EXCERPT TO READ -
— BEGIN —
UChicago AI Cluster#

The following snippet shows an example configuration for the University of Chicago’s AI Cluster. The configuration assumes the user is running on a login node and uses the SlurmProvider to interface with the scheduler and launch onto the GPUs.

Link to docs.

engine:
    type: HighThroughputEngine
    label: fe.cs.uchicago
    worker_debug: False

    address:
        type: address_by_interface
        ifname: ens2f1

    provider:
        type: SlurmProvider
        partition: general

        # This is a hack. We use hostname ; to terminate the srun command, and
        # start our own
        launcher:
            type: SrunLauncher
            overrides: >
                hostname; srun --ntasks={{ TOTAL_WORKERS }}
                --ntasks-per-node={{ WORKERS_PER_NODE }}
                --gpus-per-task=rtx2080ti:{{ GPUS_PER_WORKER }}
                --gpu-bind=map_gpu:{{ GPU_MAP }}

        # Scale between 0-1 blocks with 2 nodes per block
        nodes_per_block: {{ NODES_PER_JOB }}
        init_blocks: 0
        min_blocks: 0
        max_blocks: 1

        # Hold blocks for 30 minutes
        walltime: 00:30:00

Here is some Python that demonstrates how to compute the variables in the YAML example above:

# Launch 4 managers per node, each bound to 1 GPU
# Modify before use
NODES_PER_JOB = 2
GPUS_PER_NODE = 4
GPUS_PER_WORKER = 2

# DO NOT MODIFY
TOTAL_WORKERS = int((NODES_PER_JOB * GPUS_PER_NODE) / GPUS_PER_WORKER)
— END —
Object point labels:
— BEGIN —
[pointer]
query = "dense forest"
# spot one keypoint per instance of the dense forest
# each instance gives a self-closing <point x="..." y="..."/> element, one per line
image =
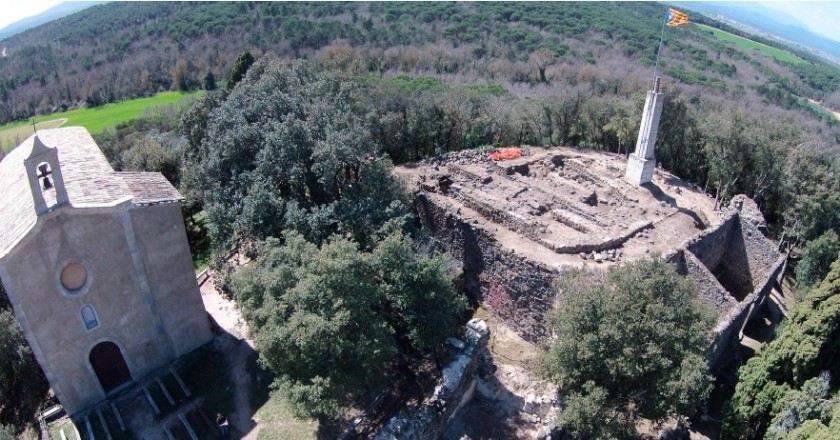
<point x="288" y="155"/>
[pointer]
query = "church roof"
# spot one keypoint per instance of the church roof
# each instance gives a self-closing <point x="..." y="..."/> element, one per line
<point x="88" y="177"/>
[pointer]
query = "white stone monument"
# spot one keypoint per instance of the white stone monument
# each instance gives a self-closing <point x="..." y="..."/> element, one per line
<point x="640" y="164"/>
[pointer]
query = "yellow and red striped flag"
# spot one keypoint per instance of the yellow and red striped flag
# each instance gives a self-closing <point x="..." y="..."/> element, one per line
<point x="676" y="18"/>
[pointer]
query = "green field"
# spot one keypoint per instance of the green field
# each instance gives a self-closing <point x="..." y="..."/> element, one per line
<point x="94" y="119"/>
<point x="749" y="45"/>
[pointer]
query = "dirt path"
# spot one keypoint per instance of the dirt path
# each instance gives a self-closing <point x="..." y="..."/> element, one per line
<point x="239" y="349"/>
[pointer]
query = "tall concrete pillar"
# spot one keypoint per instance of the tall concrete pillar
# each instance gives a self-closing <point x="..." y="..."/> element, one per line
<point x="640" y="164"/>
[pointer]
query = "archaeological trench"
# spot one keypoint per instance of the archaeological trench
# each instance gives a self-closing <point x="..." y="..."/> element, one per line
<point x="515" y="224"/>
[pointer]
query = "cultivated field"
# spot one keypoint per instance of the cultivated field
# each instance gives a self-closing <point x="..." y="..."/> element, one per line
<point x="750" y="45"/>
<point x="94" y="119"/>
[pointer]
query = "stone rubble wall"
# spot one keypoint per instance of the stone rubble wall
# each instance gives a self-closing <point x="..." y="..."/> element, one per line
<point x="525" y="287"/>
<point x="455" y="389"/>
<point x="520" y="291"/>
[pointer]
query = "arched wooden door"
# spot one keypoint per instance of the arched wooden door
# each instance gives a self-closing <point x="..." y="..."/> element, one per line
<point x="110" y="367"/>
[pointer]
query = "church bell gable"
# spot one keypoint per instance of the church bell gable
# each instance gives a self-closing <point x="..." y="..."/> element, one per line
<point x="45" y="180"/>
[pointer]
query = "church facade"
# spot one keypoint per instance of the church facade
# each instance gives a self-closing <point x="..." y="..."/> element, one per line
<point x="96" y="265"/>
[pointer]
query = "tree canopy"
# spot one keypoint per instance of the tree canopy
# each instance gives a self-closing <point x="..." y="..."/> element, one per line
<point x="327" y="320"/>
<point x="627" y="343"/>
<point x="287" y="149"/>
<point x="22" y="384"/>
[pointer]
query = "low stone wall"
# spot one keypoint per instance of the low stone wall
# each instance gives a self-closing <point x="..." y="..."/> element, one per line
<point x="454" y="390"/>
<point x="518" y="290"/>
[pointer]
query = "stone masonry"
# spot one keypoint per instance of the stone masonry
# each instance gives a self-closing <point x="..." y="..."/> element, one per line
<point x="516" y="224"/>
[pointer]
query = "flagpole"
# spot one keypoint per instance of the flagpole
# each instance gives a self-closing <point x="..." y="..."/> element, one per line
<point x="661" y="36"/>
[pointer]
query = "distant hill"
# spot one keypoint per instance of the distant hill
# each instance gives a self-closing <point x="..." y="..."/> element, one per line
<point x="124" y="50"/>
<point x="61" y="10"/>
<point x="769" y="22"/>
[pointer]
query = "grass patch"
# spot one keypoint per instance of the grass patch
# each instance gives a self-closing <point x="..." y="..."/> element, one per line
<point x="93" y="119"/>
<point x="750" y="45"/>
<point x="277" y="420"/>
<point x="56" y="426"/>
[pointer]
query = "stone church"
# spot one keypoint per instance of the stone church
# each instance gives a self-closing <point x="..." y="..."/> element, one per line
<point x="96" y="265"/>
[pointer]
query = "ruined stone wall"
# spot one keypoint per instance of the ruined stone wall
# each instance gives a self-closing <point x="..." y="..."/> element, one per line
<point x="519" y="291"/>
<point x="735" y="268"/>
<point x="733" y="264"/>
<point x="455" y="388"/>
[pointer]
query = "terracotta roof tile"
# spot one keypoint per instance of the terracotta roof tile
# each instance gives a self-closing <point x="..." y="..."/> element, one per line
<point x="89" y="179"/>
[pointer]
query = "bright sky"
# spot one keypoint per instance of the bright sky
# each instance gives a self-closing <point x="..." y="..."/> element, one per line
<point x="820" y="17"/>
<point x="15" y="10"/>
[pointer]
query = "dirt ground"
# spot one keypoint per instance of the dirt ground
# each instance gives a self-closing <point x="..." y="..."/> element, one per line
<point x="239" y="348"/>
<point x="509" y="402"/>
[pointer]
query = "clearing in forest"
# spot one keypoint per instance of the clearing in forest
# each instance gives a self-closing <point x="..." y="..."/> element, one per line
<point x="750" y="45"/>
<point x="93" y="119"/>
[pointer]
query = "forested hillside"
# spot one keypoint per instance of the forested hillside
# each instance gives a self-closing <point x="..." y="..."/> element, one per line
<point x="447" y="76"/>
<point x="310" y="104"/>
<point x="123" y="50"/>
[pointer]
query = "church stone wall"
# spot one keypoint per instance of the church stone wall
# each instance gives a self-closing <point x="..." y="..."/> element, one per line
<point x="104" y="240"/>
<point x="162" y="240"/>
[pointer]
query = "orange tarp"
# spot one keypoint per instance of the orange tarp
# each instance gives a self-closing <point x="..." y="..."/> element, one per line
<point x="505" y="153"/>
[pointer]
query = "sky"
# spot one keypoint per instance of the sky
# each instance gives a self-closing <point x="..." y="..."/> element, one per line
<point x="15" y="10"/>
<point x="821" y="17"/>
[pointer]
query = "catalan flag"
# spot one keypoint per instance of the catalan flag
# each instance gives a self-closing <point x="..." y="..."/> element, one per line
<point x="676" y="18"/>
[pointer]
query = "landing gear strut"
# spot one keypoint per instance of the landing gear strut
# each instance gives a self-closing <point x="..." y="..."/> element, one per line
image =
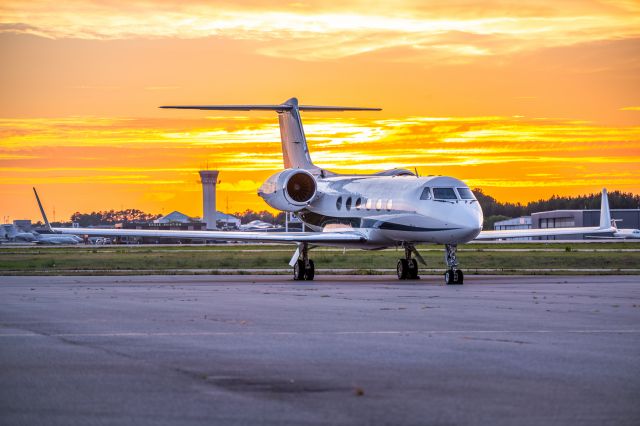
<point x="304" y="269"/>
<point x="407" y="268"/>
<point x="453" y="276"/>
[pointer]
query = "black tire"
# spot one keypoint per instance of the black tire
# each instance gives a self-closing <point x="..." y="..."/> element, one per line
<point x="402" y="268"/>
<point x="298" y="271"/>
<point x="412" y="273"/>
<point x="452" y="277"/>
<point x="310" y="272"/>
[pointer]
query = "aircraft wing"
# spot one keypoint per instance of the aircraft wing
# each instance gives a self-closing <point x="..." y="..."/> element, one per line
<point x="334" y="237"/>
<point x="607" y="227"/>
<point x="543" y="232"/>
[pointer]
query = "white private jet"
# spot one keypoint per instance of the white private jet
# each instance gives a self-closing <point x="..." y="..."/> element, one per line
<point x="374" y="211"/>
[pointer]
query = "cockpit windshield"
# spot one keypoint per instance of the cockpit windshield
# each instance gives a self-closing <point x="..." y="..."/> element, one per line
<point x="444" y="194"/>
<point x="426" y="194"/>
<point x="466" y="194"/>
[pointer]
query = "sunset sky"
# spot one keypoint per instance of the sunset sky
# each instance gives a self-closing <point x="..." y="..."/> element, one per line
<point x="523" y="99"/>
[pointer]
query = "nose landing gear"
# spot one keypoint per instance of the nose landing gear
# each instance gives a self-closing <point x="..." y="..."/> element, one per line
<point x="453" y="276"/>
<point x="407" y="268"/>
<point x="303" y="268"/>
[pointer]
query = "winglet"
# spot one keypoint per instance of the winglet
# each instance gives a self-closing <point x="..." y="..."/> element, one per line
<point x="44" y="216"/>
<point x="605" y="213"/>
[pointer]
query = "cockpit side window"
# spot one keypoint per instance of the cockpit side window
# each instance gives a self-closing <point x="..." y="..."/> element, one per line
<point x="444" y="194"/>
<point x="466" y="194"/>
<point x="426" y="194"/>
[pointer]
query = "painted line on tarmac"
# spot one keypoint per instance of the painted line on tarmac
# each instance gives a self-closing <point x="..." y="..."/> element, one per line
<point x="317" y="333"/>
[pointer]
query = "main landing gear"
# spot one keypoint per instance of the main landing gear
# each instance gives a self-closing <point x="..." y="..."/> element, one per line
<point x="303" y="269"/>
<point x="453" y="276"/>
<point x="407" y="268"/>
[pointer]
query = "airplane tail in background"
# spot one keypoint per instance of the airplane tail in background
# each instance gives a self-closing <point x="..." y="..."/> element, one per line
<point x="295" y="151"/>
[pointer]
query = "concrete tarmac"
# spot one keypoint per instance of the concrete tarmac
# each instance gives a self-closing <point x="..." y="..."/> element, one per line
<point x="195" y="350"/>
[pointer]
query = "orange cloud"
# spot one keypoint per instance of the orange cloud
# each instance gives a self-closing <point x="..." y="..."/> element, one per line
<point x="443" y="31"/>
<point x="153" y="164"/>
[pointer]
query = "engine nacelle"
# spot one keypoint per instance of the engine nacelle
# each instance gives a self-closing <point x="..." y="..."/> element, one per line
<point x="290" y="190"/>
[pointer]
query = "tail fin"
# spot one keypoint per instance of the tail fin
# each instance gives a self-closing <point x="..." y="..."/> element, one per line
<point x="295" y="152"/>
<point x="605" y="213"/>
<point x="44" y="216"/>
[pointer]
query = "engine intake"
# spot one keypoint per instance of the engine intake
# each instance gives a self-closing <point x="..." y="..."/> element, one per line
<point x="289" y="190"/>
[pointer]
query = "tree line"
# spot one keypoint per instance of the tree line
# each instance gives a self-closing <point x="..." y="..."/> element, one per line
<point x="111" y="217"/>
<point x="493" y="209"/>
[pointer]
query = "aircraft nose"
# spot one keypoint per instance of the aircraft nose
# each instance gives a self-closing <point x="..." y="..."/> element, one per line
<point x="471" y="222"/>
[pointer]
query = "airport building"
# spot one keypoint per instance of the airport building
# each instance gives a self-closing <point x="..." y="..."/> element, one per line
<point x="626" y="218"/>
<point x="209" y="180"/>
<point x="523" y="222"/>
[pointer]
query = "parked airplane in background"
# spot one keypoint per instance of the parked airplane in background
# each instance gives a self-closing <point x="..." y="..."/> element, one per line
<point x="12" y="233"/>
<point x="627" y="233"/>
<point x="369" y="211"/>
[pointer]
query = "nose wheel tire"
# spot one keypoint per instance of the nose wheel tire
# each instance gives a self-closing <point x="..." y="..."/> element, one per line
<point x="310" y="272"/>
<point x="454" y="277"/>
<point x="407" y="269"/>
<point x="302" y="272"/>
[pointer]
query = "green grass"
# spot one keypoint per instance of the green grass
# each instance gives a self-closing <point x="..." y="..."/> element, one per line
<point x="111" y="259"/>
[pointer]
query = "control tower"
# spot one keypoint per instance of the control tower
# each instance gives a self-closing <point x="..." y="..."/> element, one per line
<point x="209" y="178"/>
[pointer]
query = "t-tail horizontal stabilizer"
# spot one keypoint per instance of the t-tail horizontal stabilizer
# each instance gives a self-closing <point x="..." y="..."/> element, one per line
<point x="295" y="152"/>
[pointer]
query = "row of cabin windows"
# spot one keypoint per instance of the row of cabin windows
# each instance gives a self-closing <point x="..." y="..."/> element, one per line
<point x="358" y="204"/>
<point x="438" y="194"/>
<point x="446" y="194"/>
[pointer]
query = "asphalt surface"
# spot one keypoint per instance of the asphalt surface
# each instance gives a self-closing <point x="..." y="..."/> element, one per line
<point x="194" y="350"/>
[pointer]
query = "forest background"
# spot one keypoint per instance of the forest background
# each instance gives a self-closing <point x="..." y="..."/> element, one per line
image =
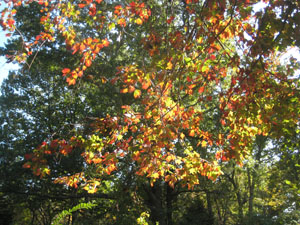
<point x="168" y="112"/>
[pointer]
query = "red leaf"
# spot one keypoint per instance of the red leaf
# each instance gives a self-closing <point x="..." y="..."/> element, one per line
<point x="66" y="71"/>
<point x="201" y="90"/>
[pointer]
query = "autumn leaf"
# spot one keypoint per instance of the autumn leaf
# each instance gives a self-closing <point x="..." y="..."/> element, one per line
<point x="137" y="93"/>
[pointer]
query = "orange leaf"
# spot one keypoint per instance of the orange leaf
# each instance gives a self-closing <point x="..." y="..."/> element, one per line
<point x="66" y="71"/>
<point x="137" y="93"/>
<point x="88" y="62"/>
<point x="201" y="90"/>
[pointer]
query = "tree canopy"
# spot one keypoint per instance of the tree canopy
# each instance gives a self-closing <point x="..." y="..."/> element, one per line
<point x="157" y="92"/>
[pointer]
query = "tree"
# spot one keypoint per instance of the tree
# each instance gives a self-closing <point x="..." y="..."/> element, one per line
<point x="198" y="82"/>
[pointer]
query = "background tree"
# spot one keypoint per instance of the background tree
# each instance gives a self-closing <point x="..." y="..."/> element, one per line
<point x="162" y="95"/>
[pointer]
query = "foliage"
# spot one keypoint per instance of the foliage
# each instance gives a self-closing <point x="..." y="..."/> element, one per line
<point x="69" y="212"/>
<point x="162" y="96"/>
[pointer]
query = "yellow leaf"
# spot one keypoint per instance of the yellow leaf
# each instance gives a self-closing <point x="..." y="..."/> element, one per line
<point x="155" y="175"/>
<point x="139" y="21"/>
<point x="169" y="66"/>
<point x="137" y="93"/>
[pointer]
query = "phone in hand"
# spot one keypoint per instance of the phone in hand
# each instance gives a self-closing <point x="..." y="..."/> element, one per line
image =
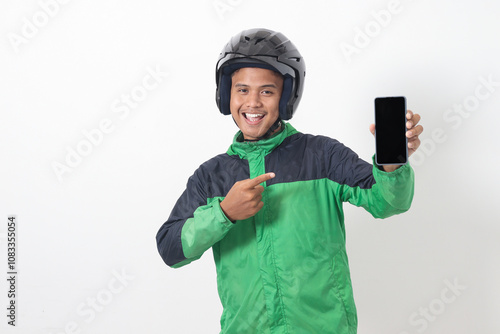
<point x="391" y="144"/>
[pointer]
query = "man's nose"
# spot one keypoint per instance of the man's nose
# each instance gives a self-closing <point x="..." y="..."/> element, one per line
<point x="254" y="100"/>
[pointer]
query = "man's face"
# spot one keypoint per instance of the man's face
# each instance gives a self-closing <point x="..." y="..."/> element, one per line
<point x="255" y="97"/>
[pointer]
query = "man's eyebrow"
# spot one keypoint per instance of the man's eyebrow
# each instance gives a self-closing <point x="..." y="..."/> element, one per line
<point x="263" y="86"/>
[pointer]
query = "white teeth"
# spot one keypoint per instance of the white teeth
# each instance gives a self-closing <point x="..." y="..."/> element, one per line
<point x="253" y="115"/>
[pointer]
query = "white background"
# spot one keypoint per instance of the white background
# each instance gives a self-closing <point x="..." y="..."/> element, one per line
<point x="99" y="219"/>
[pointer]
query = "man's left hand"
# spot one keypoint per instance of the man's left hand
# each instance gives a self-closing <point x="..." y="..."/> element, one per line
<point x="413" y="131"/>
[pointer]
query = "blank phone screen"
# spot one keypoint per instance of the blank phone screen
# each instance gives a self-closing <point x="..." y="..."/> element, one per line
<point x="390" y="131"/>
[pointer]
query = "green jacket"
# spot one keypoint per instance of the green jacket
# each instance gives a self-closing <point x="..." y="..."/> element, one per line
<point x="284" y="270"/>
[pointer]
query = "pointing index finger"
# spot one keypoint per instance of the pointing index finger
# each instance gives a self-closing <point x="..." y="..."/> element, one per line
<point x="261" y="178"/>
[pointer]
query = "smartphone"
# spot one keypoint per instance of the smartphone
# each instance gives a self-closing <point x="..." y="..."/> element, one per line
<point x="391" y="144"/>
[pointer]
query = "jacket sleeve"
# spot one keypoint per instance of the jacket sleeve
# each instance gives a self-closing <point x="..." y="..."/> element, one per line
<point x="362" y="184"/>
<point x="195" y="224"/>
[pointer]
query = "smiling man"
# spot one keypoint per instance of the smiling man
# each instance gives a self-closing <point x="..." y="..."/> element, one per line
<point x="271" y="206"/>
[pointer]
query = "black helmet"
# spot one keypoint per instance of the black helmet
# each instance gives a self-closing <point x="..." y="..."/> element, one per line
<point x="262" y="48"/>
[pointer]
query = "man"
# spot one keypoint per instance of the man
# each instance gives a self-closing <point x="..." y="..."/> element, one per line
<point x="271" y="207"/>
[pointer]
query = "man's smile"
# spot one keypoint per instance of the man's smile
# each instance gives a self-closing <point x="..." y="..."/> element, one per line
<point x="253" y="118"/>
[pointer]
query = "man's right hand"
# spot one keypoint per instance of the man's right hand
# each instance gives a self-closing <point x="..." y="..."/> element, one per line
<point x="244" y="199"/>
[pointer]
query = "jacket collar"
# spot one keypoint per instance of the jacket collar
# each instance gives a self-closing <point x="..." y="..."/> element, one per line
<point x="243" y="148"/>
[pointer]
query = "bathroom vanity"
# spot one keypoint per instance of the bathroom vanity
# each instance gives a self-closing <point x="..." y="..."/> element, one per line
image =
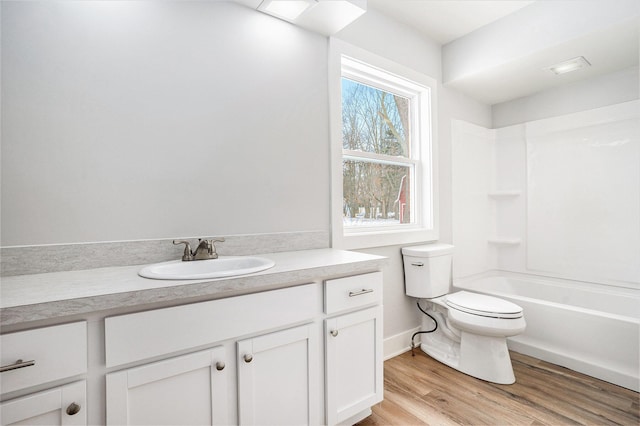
— END —
EXERCISE TASKS -
• a. According to the UChicago AI Cluster configuration text, how long are blocks held?
• b. Pick up the UChicago AI Cluster configuration text after its final line and keep it going.

RESULTS FOR THE EXERCISE -
• a. 30 minutes (walltime 00:30:00).

• b.
WORKERS_PER_NODE = int(GPUS_PER_NODE / GPUS_PER_WORKER)
GPU_MAP = ",".join([str(x) for x in range(1, TOTAL_WORKERS + 1)])

Midway (RCC, UChicago)#

The Midway cluster is a campus cluster hosted by the Research Computing Center at the University of Chicago. The snippet below shows an example configuration for executing remotely on Midway. The configuration assumes the user is running on a login node and uses the SlurmProvider to interface with the scheduler, and uses the SrunLauncher to launch workers.

engine:
    type: HighThroughputEngine
    max_workers_per_node: 2
    worker_debug: False

    address:
        type: address_by_interface
        ifname: bond0

    provider:
        type: SlurmProvider
        partition: broadwl

        launcher:
            type: SrunLauncher

        # string to prepend to #SBATCH blocks in the submit
        # script to the scheduler
        # e.g., "#SBATCH --constraint=knl,quad,cache"
        scheduler_options: {{ OPTIONS }}

        # Command to be run before starting a worker
        # e.g., module load Anaconda; source activate parsl_env
        worker_init: {{ COMMAND }}

        # Scale between 0-1 blocks with 2 nodes per block
        nodes_per_block: 2
        init_blocks: 0
        min_blocks: 0
        max_blocks: 1

        # Hold blocks for 30 minutes
        walltime: 00:30:00

The following configuration is an example to use singularity container on Midway.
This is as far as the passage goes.